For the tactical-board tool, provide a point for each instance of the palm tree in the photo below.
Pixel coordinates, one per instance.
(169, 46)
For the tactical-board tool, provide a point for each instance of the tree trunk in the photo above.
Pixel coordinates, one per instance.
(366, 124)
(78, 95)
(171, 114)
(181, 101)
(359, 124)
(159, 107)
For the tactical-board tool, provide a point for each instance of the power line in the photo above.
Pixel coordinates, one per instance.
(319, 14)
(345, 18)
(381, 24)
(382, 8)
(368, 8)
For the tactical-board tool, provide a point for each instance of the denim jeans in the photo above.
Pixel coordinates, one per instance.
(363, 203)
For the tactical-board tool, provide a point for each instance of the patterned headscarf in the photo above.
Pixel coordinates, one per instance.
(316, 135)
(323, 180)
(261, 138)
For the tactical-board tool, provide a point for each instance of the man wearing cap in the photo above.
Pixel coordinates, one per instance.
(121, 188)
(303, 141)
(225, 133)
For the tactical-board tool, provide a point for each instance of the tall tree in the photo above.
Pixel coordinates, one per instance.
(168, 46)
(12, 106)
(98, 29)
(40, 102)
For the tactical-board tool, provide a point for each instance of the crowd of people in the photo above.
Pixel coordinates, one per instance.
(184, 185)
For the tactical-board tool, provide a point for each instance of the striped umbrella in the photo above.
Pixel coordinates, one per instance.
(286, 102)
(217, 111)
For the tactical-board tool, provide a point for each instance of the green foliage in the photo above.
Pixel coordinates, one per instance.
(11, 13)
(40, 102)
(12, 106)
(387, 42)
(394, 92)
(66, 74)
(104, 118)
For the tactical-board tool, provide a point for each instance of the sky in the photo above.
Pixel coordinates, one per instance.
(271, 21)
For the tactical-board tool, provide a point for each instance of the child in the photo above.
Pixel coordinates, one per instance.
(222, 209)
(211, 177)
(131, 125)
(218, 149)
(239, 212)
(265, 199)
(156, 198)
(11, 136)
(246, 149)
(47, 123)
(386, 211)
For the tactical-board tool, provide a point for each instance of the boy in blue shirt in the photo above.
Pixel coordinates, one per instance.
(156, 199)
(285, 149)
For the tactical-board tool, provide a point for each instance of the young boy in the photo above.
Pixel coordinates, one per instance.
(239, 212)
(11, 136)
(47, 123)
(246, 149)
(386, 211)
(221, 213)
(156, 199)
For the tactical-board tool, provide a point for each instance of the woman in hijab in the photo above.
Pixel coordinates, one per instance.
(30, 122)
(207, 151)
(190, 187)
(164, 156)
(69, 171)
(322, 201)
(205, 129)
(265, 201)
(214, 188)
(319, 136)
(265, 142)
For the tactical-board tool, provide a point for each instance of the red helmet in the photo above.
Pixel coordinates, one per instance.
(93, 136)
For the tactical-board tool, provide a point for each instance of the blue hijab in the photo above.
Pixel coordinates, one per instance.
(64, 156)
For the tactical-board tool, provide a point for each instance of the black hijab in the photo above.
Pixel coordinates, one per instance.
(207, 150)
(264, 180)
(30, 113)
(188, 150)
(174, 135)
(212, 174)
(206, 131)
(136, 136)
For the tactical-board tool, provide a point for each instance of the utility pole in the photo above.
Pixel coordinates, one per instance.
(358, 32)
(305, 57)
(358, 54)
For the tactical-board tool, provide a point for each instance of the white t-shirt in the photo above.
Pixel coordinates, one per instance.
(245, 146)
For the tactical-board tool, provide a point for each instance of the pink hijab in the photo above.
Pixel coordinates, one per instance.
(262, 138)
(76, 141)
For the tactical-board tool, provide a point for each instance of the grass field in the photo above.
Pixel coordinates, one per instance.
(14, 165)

PROBLEM DETAILS:
Without leaving anything out, give the entries again exactly.

EXPECTED OUTPUT:
For the tactical-board tool, provide a point for each instance of the palm tree in the photo below.
Pixel coordinates, one per instance.
(169, 46)
For the tactical-board tool, provide a point for each instance of the tree trunk in the photo above.
Pixel coordinates, one per instance.
(366, 124)
(78, 95)
(171, 114)
(181, 101)
(359, 124)
(159, 107)
For the tactical-board tool, provide a point for each instance of the power line in the photo above.
Pixel coordinates, one per instance.
(319, 14)
(345, 18)
(381, 24)
(382, 8)
(368, 8)
For the tactical-board tool, provide a point for each instance of the denim jeans in the photo above.
Pixel coordinates, one per instance.
(363, 203)
For the tactical-board tool, provide a point for each instance of the patterned headscarf in the photo above.
Pixel coordinates, one per instance.
(316, 135)
(323, 180)
(261, 138)
For the tactical-board tool, provide a point for each instance of the man wearing cap in the photo above.
Pixel coordinates, one per instance.
(121, 188)
(303, 141)
(225, 133)
For the tactical-board tool, provide a point for each instance of the tall tree in the photo above.
Pixel coordinates, one per instance.
(168, 46)
(12, 106)
(98, 29)
(40, 102)
For the tactical-board tool, provide a point for each instance of the crowd of people in the photo above.
Pixel coordinates, one per instance.
(184, 185)
For the tactical-board tool, provide a point for each instance of the striped umbrella in the photo above.
Pixel coordinates, one per instance.
(286, 102)
(217, 111)
For the tactical-board tool, provide a point for each instance of the green foliage in the photo above.
Pixel coordinates, one per instance.
(11, 13)
(40, 102)
(12, 106)
(387, 42)
(394, 92)
(66, 74)
(104, 118)
For the tactical-board tool, provide a point for each instance of the sky in the photo above.
Pixel coordinates, one per instance.
(271, 21)
For the tactical-board tool, provide a point for each instance of the child in the photo above.
Pixel coordinates, one per instance.
(222, 209)
(211, 177)
(131, 125)
(218, 149)
(239, 212)
(265, 199)
(156, 198)
(11, 136)
(246, 149)
(47, 123)
(386, 211)
For the tactical-board tool, provide a point for each instance of the boy in blue shirt in the photo above.
Pixel coordinates, one per instance.
(156, 199)
(285, 149)
For the tactical-board tool, provide a point for each instance of the young boy in the photo above.
Pixel coordinates, one per instance.
(239, 212)
(11, 136)
(47, 123)
(246, 149)
(386, 211)
(221, 213)
(156, 199)
For the tactical-board tool, provide a point for each instance of the woman in hijab in the photo above.
Pixel coordinates, one per instance.
(30, 122)
(207, 151)
(190, 187)
(164, 156)
(69, 171)
(322, 201)
(205, 129)
(265, 201)
(214, 188)
(319, 136)
(265, 142)
For the tactical-board tool, provide a point for each instance of the red helmet in the photo above.
Pixel coordinates, one per instance.
(93, 136)
For the tactical-board tool, provide a point for each instance of the blue hijab in the photo above.
Pixel coordinates, one per instance.
(64, 156)
For the tactical-board tool, provide a point for each instance of the black hijab in the photo above.
Pixel coordinates, one per instance.
(207, 150)
(264, 180)
(30, 113)
(188, 150)
(174, 135)
(212, 174)
(206, 131)
(136, 136)
For the tactical-board tool, provide a point for each instance of the utility pole in the photo above.
Pixel coordinates, one per instance.
(358, 32)
(305, 57)
(358, 54)
For the tactical-board tool, provide a point for each instance of the white t-shirt in the photo above.
Pixel coordinates, one per instance.
(245, 146)
For the tactical-board tool, provide a point for each instance of the pink hijab in the photo above.
Pixel coordinates, one per instance.
(262, 138)
(76, 141)
For the tactical-board tool, provide a point for each instance of the grass field in the photo above.
Pixel coordinates, one per instance.
(14, 165)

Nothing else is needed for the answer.